DATA FOR PROCESSING
* * * * *
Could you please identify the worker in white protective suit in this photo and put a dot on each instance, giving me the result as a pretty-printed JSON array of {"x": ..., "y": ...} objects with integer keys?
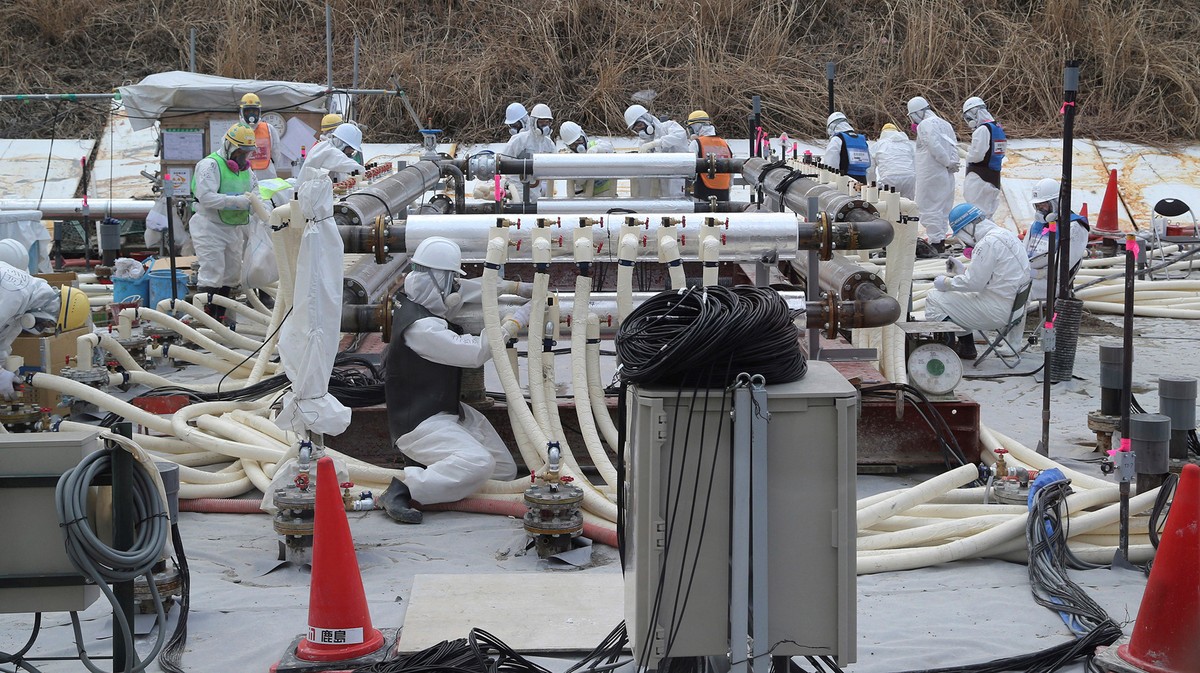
[
  {"x": 311, "y": 332},
  {"x": 657, "y": 136},
  {"x": 516, "y": 118},
  {"x": 985, "y": 156},
  {"x": 222, "y": 185},
  {"x": 1037, "y": 238},
  {"x": 893, "y": 162},
  {"x": 573, "y": 137},
  {"x": 936, "y": 162},
  {"x": 532, "y": 140},
  {"x": 847, "y": 150},
  {"x": 29, "y": 304},
  {"x": 978, "y": 295},
  {"x": 455, "y": 443}
]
* * * * *
WHAT YOU SHOULD DO
Recast the data above as a Markdown table with two columns, Number and Line, giving each nonblank line its own numbered row. Leave out the pictures.

ANSWER TO THIS TASK
| Number | Line |
|---|---|
| 1 | Could you please identify the worker in white protective suit in this photo and put a dot on each instance, giving me the result as a pretty-printed JSON array of {"x": ..., "y": ...} objects with integer keys? |
| 2 | [ |
| 3 |   {"x": 311, "y": 332}, |
| 4 |   {"x": 657, "y": 136}, |
| 5 |   {"x": 516, "y": 118}, |
| 6 |   {"x": 985, "y": 156}, |
| 7 |   {"x": 222, "y": 185}, |
| 8 |   {"x": 1037, "y": 238}, |
| 9 |   {"x": 893, "y": 162}, |
| 10 |   {"x": 573, "y": 137}, |
| 11 |   {"x": 936, "y": 162}, |
| 12 |   {"x": 532, "y": 140}, |
| 13 |   {"x": 847, "y": 150}, |
| 14 |   {"x": 29, "y": 304}, |
| 15 |   {"x": 978, "y": 295}, |
| 16 |   {"x": 455, "y": 443} |
| 17 | ] |